:: Page text ::
Pre-processing and post-processing with models¶
This topic explains how to create models, log them to the Snowflake Model Registry, and deploy them, using a number of model types and scenarios as examples. These include:
In-memory scikit-learn models and pipelines.
Your own custom models.
More than one model.
In-memory scikit-learn models and pipelines¶
Snowflake ML allows seamless integration of in-memory scikit-learn
models into the Model Registry by using keyword
arguments with ModelContext
class. Below is an example of passing an in-memory scikit-learn
model as a keyword
argument to model context and calling it in a custom model class.
from sklearn import datasets, svm
import pandas as pd
from snowflake.ml.model import custom_model
# Step 1: Import the Iris dataset
iris_X, iris_y = datasets.load_iris(return_X_y=True)
# Step 2: Initialize a scikit-learn LinearSVC model and train it
svc = svm.LinearSVC()
svc.fit(iris_X, iris_y)
# Step 3: Initialize ModelContext with keyword arguments
mc = custom_model.ModelContext(
my_model=svc,
)
# Step 4: Define a custom model class to utilize the context
class ExampleSklearnModel(custom_model.CustomModel):
def __init__(self, context: custom_model.ModelContext) -> None:
super().__init__(context)
@custom_model.inference_api
def predict(self, input: pd.DataFrame) -> pd.DataFrame:
# Use the model from the context for predictions
model_output = self.context['my_model'].predict(input)
# Return the predictions in a DataFrame
return pd.DataFrame({'output': model_output})
Using scikit-learn
pipelines with Snowflake ML¶
Below is an example showing how to use scikit-learn pipelines within Snowflake ML. This involves preprocessing
steps such as scaling or imputing, followed by a predictive model, all managed within a custom model class using the
ModelContext
.

:: Listed entries ::
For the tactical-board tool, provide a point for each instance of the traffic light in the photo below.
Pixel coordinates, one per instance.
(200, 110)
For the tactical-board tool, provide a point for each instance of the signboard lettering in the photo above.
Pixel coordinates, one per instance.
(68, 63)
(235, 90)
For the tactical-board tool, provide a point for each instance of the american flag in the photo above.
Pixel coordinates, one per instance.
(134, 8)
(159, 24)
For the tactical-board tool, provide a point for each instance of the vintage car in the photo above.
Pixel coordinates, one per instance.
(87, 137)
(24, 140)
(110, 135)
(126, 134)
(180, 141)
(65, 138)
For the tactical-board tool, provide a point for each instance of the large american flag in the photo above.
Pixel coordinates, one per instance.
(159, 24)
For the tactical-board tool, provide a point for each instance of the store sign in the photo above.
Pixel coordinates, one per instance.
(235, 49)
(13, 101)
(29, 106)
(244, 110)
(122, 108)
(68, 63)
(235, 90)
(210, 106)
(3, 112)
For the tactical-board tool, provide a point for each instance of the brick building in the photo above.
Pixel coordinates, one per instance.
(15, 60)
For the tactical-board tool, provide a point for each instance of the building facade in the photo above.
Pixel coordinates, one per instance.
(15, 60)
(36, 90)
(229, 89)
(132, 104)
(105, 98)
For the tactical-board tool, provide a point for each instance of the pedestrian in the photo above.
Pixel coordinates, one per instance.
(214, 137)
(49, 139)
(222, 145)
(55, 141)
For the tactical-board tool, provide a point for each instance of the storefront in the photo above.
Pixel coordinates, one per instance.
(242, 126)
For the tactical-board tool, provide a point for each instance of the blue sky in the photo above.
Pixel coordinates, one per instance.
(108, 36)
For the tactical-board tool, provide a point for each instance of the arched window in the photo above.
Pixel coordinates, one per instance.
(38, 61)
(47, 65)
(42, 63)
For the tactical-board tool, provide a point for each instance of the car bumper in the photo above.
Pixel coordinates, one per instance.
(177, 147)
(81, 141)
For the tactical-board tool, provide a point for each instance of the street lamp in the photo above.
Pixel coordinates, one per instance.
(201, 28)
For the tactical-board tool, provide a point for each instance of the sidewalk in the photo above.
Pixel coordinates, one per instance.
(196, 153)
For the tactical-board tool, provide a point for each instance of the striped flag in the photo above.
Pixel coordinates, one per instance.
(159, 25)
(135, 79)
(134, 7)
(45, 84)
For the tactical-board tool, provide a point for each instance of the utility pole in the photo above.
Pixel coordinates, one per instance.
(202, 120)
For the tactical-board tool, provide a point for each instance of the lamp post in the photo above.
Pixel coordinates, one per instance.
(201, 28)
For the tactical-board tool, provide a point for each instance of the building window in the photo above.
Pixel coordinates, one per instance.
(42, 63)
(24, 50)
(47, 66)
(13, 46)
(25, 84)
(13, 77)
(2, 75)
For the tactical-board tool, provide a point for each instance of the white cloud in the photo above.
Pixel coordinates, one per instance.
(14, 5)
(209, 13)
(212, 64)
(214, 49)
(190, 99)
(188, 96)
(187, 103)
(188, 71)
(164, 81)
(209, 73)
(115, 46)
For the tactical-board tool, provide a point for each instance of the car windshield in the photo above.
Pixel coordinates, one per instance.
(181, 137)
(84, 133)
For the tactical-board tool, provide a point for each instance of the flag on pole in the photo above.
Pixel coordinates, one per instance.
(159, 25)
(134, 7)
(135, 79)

:: Exercise instructions ::
Translate this sentence from the page on pre-processing and post-processing with models into Spanish: "This topic explains how to create models, log them to the Snowflake Model Registry, and deploy them, using a number of model types and scenarios as examples."

:: The output ::
Este tema explica cómo crear modelos, registrarlos en el Snowflake Model Registry e implementarlos, usando como ejemplos varios tipos de modelos y escenarios.